• Excerpt:
© 2011 Johnny Domawa
All Rights Reserved
Somebody got sent home yesterday.
He worked in the company for more than four years and labored as men would who work for acceptance and a future but they gave him his walking papers without any funfare just like that.
Alberta and Canada’s new immigration laws are that rigid nowadays. And I am not proud to say that I saw its effects.
In the eyes of the law and legislation, in the eyes of the economy and the future, it might be the right thing to do. After all, there is a limit as to how many people Canada can accommodate and it will be a matter of time before the population exerts a strain on the government funds that will threaten healthcare and other basic benefits we take for granted.
But the human side is not something to sneer at. To see someone hunched over his desk stifling tears while knowing that it is his last day is tragic. To see him linger at the office while everyone else in his department had gone home as he takes pictures of every corner with an iPhone that he’d probably pawn back home. To see him open and reopen an outlook account he can never access again and to see him ignore the unopened farewell gift that is set aside on his table.
I still see him standing over one corner of the lab where I left him to catch my 7:30 bus. I could’ve given him a pat on the back but all I could manage was ‘thanks for the newspaper’ that I intentionally borrowed. I don’t know him much but one empathizes with his fate.
Coz that could happen to you…
I would wish that it was somebody else that was sent home, someone who just came in by virtue of a false marriage just to get a PR card. There are many and they wear towels on their heads and stink up the bus. I am not racist but you’ve gotta root for the guys that really deserve to be immigrants and not for those who pay twenty thousand bucks to get a marriage certificate and then a divorce after the end of two years just to get here.

• Provided records:
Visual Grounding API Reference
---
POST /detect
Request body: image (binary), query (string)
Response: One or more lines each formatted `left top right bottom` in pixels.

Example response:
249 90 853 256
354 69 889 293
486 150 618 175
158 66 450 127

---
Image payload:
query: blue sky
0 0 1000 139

• Set exercise 1: In the post, list each thing the writer describes seeing the coworker do in the sentences that begin with "To see."
• Set exercise 2: Reproduce the part of the post that begins at the words "Alberta and Canada’s" and stops after "take for granted.".
The records are separate material and have nothing to do with the post.

• Worked solution 1:
- Sitting hunched over his desk, holding back tears, knowing it is his last day
- Staying at the office after everyone else in his department had gone home
- Taking pictures of every corner with an iPhone
- Opening and reopening an Outlook account he can never access again
- Ignoring the unopened farewell gift set aside on his table

• Worked solution 2:
Alberta and Canada’s new immigration laws are that rigid nowadays. And I am not proud to say that I saw its effects.
In the eyes of the law and legislation, in the eyes of the economy and the future, it might be the right thing to do. After all, there is a limit as to how many people Canada can accommodate and it will be a matter of time before the population exerts a strain on the government funds that will threaten healthcare and other basic benefits we take for granted.